Construisons ensemble la médecine du XXIème siècle
Les maladies de la rétine, y compris la rétinopathie diabétique (RD), la dégénérescence maculaire liée à l’âge (DMLA), les membranes épirétiniennes (ERM), le trou maculaire, etc., sont les principales causes de déficience visuelle et touchent des centaines de millions de personnes dans le monde. La prévalence croissante des maladies de la rétine existent en particulier dans les populations vieillissantes âgées de plus de 50 ans. Ces maladies du vieillissement représentent une charge de plus en plus importante pour les ophtalmologistes. La détection précoce et l’orientation dans le parcours des soins visuels sont nécessaires pour prévenir la perte de la vision. Ainsi, il est recommandé aux personnes âgées d'avoir un dépistage régulier des maladies rétiniennes.
La pénurie importante en ophtalmologistes dans le monde, en particulier dans les pays en développement, et la concentration de ces professionnels de santé dans les établissements aggravent l'accès aux soins visuels.

* _DONNÉES FOURNIES_
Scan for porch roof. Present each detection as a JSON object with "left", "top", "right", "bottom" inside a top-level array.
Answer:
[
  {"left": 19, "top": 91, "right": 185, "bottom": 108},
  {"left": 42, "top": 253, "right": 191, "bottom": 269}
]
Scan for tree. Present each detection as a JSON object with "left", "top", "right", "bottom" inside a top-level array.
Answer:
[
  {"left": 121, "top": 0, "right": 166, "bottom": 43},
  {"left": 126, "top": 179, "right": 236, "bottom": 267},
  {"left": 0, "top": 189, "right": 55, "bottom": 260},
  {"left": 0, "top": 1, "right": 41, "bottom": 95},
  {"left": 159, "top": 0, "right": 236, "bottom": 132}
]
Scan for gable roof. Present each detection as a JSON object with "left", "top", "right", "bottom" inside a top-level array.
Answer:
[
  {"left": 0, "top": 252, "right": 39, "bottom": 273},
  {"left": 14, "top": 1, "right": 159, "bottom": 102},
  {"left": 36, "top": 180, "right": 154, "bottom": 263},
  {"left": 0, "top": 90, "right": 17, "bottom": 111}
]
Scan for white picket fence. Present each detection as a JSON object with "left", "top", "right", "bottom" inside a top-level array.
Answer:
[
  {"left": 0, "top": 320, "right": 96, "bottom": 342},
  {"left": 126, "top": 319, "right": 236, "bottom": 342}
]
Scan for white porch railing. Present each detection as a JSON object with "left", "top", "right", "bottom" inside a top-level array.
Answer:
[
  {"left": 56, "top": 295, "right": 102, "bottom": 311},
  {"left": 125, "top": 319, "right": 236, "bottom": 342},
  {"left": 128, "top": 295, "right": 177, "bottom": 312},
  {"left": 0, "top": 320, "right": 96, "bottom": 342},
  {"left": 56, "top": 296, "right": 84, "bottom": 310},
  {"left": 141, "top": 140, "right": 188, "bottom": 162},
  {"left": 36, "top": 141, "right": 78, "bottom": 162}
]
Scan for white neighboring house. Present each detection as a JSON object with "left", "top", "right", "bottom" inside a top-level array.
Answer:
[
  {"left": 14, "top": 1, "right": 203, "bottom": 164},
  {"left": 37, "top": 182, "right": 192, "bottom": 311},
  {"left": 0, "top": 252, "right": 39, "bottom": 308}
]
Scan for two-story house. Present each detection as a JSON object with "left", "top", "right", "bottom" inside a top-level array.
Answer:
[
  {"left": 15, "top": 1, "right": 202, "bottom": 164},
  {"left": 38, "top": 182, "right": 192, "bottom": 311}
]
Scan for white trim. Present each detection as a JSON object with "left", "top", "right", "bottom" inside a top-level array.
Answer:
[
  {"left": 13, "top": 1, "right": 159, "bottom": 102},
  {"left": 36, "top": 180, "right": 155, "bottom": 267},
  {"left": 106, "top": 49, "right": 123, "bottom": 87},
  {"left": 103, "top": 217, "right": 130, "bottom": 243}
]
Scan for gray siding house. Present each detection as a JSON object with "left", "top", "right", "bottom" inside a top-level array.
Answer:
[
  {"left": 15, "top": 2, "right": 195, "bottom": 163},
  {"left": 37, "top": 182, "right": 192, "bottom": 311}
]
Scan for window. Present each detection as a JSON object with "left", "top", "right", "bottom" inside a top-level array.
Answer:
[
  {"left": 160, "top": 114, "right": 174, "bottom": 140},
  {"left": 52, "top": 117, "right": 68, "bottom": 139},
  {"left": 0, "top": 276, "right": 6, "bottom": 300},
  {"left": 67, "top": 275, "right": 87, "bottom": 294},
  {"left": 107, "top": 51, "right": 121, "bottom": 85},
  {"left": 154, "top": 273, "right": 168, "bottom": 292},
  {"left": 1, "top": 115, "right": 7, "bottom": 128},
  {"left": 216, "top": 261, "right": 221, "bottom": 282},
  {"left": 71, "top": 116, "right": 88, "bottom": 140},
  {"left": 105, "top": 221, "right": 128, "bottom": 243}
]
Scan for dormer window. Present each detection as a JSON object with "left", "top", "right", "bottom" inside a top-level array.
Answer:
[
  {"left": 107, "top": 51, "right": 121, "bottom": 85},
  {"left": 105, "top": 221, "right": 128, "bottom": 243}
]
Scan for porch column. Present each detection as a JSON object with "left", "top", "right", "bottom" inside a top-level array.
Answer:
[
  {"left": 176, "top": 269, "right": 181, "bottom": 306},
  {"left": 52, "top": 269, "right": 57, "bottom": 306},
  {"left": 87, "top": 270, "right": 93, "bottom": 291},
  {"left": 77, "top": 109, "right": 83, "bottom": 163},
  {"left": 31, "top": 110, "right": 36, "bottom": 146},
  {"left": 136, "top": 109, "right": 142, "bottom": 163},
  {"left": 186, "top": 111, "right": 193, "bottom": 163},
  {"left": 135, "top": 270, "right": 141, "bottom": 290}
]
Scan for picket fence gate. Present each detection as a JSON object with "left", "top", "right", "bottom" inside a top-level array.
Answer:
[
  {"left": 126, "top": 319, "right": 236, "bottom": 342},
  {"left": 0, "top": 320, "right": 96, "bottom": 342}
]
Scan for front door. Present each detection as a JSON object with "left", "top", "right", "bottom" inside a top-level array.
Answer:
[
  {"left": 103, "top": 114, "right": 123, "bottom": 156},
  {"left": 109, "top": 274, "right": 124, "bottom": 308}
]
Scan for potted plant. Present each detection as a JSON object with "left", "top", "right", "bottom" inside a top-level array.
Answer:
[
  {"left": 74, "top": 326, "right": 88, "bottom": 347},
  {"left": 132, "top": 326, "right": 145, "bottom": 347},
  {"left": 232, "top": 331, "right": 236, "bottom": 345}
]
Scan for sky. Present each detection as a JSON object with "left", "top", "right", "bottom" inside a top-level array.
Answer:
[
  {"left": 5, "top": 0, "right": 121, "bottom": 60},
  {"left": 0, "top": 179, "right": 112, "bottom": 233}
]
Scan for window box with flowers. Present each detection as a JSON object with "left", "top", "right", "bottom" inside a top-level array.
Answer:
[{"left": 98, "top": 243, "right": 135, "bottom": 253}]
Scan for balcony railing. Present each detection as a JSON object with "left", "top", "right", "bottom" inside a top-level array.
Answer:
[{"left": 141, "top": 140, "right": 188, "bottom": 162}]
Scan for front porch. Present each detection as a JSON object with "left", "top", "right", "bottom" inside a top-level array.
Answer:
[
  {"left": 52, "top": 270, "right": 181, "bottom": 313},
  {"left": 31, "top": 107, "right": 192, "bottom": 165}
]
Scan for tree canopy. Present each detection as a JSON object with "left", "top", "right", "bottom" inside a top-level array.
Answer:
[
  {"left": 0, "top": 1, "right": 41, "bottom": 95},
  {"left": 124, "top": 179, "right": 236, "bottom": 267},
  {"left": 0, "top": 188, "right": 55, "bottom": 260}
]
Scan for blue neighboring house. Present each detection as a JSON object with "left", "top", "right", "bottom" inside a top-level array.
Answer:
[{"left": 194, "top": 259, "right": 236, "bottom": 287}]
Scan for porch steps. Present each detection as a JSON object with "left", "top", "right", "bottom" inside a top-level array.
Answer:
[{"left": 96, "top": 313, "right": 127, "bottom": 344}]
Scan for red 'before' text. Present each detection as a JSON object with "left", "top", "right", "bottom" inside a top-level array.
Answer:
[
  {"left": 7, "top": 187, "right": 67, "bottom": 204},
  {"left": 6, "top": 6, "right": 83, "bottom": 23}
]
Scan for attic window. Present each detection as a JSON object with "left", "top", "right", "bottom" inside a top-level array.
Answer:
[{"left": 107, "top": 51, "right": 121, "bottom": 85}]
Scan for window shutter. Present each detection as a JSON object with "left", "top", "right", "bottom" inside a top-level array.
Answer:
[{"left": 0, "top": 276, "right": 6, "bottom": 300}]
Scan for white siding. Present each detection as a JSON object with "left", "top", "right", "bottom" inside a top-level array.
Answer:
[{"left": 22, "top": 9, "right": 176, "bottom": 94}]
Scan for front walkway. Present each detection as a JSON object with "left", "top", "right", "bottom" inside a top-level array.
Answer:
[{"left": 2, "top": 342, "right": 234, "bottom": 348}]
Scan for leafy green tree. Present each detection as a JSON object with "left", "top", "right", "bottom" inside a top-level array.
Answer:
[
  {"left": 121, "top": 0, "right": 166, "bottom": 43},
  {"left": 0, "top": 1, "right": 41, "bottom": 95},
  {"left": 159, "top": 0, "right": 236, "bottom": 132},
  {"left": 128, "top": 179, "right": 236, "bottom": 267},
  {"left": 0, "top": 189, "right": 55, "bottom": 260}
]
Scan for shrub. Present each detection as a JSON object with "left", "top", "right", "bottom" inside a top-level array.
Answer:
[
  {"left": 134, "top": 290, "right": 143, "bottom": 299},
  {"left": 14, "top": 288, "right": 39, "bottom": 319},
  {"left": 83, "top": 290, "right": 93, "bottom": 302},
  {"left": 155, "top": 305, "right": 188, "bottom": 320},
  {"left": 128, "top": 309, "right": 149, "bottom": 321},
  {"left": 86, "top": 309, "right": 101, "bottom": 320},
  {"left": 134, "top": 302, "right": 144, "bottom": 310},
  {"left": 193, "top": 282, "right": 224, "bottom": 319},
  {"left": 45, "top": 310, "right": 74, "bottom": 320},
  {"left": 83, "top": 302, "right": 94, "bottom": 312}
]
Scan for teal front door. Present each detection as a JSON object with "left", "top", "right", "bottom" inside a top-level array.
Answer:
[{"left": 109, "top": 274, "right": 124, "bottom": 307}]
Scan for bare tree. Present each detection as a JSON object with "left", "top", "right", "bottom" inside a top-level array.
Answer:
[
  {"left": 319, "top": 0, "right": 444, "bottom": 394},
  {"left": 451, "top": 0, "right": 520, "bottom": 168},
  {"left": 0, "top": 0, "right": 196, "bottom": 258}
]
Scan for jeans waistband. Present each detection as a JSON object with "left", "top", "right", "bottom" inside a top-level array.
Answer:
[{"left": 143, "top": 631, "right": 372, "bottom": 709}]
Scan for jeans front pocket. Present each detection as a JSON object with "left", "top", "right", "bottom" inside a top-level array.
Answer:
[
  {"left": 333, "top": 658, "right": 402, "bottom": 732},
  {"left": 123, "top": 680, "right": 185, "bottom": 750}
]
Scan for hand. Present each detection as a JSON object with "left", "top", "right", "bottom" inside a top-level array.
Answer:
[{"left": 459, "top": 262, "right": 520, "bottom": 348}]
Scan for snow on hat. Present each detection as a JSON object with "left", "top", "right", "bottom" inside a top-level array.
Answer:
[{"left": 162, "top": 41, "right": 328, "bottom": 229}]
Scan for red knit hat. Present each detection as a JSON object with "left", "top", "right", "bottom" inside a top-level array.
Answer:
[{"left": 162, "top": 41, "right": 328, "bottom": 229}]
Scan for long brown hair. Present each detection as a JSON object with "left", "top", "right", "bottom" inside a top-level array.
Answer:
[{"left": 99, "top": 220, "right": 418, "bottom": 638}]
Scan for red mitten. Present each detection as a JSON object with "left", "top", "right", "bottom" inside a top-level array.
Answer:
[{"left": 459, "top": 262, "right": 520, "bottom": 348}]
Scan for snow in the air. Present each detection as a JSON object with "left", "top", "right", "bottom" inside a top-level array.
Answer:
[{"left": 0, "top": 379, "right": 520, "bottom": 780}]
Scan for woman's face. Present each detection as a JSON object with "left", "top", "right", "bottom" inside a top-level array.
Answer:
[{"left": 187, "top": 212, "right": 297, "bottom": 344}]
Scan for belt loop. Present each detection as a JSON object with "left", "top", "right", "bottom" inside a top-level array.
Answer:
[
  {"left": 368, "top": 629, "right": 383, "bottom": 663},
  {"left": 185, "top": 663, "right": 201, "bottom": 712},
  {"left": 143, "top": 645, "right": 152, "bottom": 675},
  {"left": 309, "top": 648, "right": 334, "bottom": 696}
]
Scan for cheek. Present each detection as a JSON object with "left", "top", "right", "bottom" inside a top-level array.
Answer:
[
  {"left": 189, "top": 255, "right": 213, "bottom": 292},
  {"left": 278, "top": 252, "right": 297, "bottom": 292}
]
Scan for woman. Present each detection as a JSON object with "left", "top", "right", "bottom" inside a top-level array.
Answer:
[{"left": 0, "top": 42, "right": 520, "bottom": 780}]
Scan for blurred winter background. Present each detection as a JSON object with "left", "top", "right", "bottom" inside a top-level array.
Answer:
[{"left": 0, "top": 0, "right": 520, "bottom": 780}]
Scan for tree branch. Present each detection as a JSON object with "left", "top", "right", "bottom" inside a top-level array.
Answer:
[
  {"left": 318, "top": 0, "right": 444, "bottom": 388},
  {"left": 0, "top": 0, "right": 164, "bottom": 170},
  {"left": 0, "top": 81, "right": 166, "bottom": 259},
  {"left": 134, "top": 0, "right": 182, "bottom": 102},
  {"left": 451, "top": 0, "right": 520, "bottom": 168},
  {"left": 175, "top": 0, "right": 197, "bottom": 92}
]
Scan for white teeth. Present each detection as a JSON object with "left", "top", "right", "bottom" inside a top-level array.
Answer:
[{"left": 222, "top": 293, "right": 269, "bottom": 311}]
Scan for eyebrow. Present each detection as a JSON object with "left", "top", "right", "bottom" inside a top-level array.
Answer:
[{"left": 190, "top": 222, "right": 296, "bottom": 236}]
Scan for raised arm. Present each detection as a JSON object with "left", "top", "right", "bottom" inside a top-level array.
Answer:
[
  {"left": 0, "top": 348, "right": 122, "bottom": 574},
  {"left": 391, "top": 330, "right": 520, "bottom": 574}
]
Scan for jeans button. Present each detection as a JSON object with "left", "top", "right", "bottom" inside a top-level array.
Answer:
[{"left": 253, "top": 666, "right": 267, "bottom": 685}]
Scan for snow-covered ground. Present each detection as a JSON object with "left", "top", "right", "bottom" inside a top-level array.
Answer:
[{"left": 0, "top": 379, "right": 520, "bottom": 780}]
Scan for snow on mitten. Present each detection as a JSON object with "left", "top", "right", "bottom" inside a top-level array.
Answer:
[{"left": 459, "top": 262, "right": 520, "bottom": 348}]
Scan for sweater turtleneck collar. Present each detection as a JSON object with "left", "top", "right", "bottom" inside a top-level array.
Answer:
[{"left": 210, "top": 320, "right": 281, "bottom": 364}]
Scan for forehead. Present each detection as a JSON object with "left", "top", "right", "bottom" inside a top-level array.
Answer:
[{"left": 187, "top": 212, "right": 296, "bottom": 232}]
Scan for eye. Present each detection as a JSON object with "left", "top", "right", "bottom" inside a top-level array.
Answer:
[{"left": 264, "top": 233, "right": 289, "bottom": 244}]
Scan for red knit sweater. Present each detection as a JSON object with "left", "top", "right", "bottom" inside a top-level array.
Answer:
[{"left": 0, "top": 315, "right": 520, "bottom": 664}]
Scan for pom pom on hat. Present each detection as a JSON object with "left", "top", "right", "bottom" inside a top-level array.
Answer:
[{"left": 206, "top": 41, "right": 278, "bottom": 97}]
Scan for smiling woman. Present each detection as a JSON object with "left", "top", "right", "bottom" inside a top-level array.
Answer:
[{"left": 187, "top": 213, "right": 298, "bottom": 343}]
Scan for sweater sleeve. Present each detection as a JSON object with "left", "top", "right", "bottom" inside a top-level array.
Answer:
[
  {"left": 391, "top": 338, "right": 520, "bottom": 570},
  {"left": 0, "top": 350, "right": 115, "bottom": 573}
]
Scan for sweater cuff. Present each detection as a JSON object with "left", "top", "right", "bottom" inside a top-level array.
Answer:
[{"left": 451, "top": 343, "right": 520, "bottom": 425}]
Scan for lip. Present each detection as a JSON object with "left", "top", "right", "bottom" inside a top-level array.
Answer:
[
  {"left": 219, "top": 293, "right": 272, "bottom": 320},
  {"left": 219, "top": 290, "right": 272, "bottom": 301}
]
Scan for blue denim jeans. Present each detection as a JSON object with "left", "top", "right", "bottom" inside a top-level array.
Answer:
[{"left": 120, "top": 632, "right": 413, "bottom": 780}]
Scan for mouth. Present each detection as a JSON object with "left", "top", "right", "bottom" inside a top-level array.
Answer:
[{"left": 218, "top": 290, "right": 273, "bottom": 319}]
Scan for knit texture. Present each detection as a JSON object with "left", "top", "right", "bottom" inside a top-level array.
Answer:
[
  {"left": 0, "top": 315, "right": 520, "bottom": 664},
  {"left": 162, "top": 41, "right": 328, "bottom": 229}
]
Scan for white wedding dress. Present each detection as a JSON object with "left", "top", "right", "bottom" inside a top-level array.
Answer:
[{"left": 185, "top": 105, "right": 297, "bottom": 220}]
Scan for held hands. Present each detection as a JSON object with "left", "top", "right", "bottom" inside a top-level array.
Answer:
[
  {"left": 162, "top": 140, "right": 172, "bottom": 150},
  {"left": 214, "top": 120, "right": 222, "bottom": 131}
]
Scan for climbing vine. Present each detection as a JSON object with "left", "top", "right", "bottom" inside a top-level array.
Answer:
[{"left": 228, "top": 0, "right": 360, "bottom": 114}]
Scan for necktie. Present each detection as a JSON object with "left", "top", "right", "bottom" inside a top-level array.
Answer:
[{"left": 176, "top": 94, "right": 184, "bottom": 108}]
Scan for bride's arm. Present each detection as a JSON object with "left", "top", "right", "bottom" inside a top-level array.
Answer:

* _TRAVAIL DEMANDÉ 1_
Reproduisez le passage du texte sur les maladies de la rétine depuis « La pénurie importante » jusqu'à « aux soins visuels. » inclus.
* _TRAVAIL DEMANDÉ 2_
Poursuivez le texte sur les maladies de la rétine à la suite de sa dernière phrase.

* _RÉPONSE ATTENDUE 1_
La pénurie importante en ophtalmologistes dans le monde, en particulier dans les pays en développement, et la concentration de ces professionnels de santé dans les établissements aggravent l'accès aux soins visuels.

* _RÉPONSE ATTENDUE 2_
Le dépistage des maladies rétiniennes dans des structures de soins primaires est aujourd'hui possible grâce à l'usage de plateformes de télémédecine équipées d'appareils d'OCT (Tomographie par Cohérence Optique binoculaire) et d'intelligence artificielle (IA).
Une étude prospective réalisée en Chine vient d'en montrer l'intérêt.
Evaluation of an OCT-AI-Based Telemedicine Platform for Retinal Disease Screening and Referral in a Primary Care Setting. Liu X, Zhao C, Wang L, Wang G, Lv B, Lv C, Xie G, Wang F. Transl Vis Sci Technol. 2022 Mar 2;11(3):4. doi: 10.1167/tvst.11.3.4.PMID: 35254422
METHODE
Une plateforme de télémédecine équipée d'OCT-AI a été déployée dans quatre structures de soins primaires situés dans le district de Jing’an, à Shanghai, pour détecter les maladies de la rétine dans la population et les référer ensuite au dixième hôpital populaire de Shanghai (TENTH Hospital). Deux ophtalmologistes ont évalué conjointement l’ensemble de données recueillies à partir de cette application pilote, puis les performances de cette plateforme ont été analysées sous de multiples aspects.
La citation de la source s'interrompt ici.